Experimental design rely on established norms to grow seedling in Central European conditions, under polyethylene tunnel and water delivering with automatic systems. General information about species water requirements and drought vulnerability ranking were defined according to sapling or adult trees. Therefore, the objective of the study was to evaluate response of tree seedling from 2 functional  group level to reduced irrigation, and provide recommendation for water saving.

The experimental design and statistical analysis were well designed to address the question. Experiments were clearly described in Material and method. In the results part, the metabolic response of the 4 seedling trees submitted to different irrigations is well described. My major comments are about gene expression results, discussion and conclusion.

  • Gene expression study was performed to evaluate the stress response at the transcriptional level. On the eighteen genes analyzed, selected according to former studies, only two varied significantly according to water deficit. Physiological measurements showed that your plants responded to water stress, which was confirmed by proline content. So you have undoubtedly induced a transcriptional stress response. You were just unlucky in your gene selection. If you wish to keep these results in your publication, I suggest to transfer them (table or graph) in supplementary data, and do not discuss them in the Results part. You can comment about the 2 significant genes in the discussion. However, you cannot make any assumptions using these results.
  • The whole discussion does not clearly rely on the results. Thus, it is difficult to support conclusions which seemed highly speculative. Discussion must be rewrite carefully.
  • In the conclusion, you propose water reduction specific to species. These recommendations are valuable but validation must be performed, as for example growth monitoring on growing trees and on the field.

- SUPPLIED INFORMATION
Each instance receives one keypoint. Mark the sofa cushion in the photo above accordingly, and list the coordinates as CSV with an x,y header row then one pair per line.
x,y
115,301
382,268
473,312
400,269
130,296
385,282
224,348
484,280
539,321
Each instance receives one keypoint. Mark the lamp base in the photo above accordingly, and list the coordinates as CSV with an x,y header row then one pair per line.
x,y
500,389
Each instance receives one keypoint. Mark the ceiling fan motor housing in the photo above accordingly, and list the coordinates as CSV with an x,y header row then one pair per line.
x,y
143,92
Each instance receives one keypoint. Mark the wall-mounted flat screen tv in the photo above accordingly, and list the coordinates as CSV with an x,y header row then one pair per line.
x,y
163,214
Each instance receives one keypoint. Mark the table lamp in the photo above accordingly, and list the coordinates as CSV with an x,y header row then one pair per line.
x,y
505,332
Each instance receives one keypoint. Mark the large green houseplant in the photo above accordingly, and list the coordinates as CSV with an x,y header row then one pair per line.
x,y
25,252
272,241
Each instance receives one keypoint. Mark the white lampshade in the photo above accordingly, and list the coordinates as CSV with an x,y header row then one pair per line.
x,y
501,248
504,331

- ACTIVITY
Summarize the review in two sentences.

- RESULT OF THIS EXERCISE
The review judges the experimental design and statistical analysis well suited to the question, the experiments clearly described, and the metabolic response of the four seedling trees to different irrigations well described. Its major comments are that only two of the eighteen genes analyzed varied significantly, so those results could be moved to supplementary data, that the discussion does not clearly rely on the results and must be rewritten, and that the species-specific water reduction recommendations need validation, for example by growth monitoring in the field.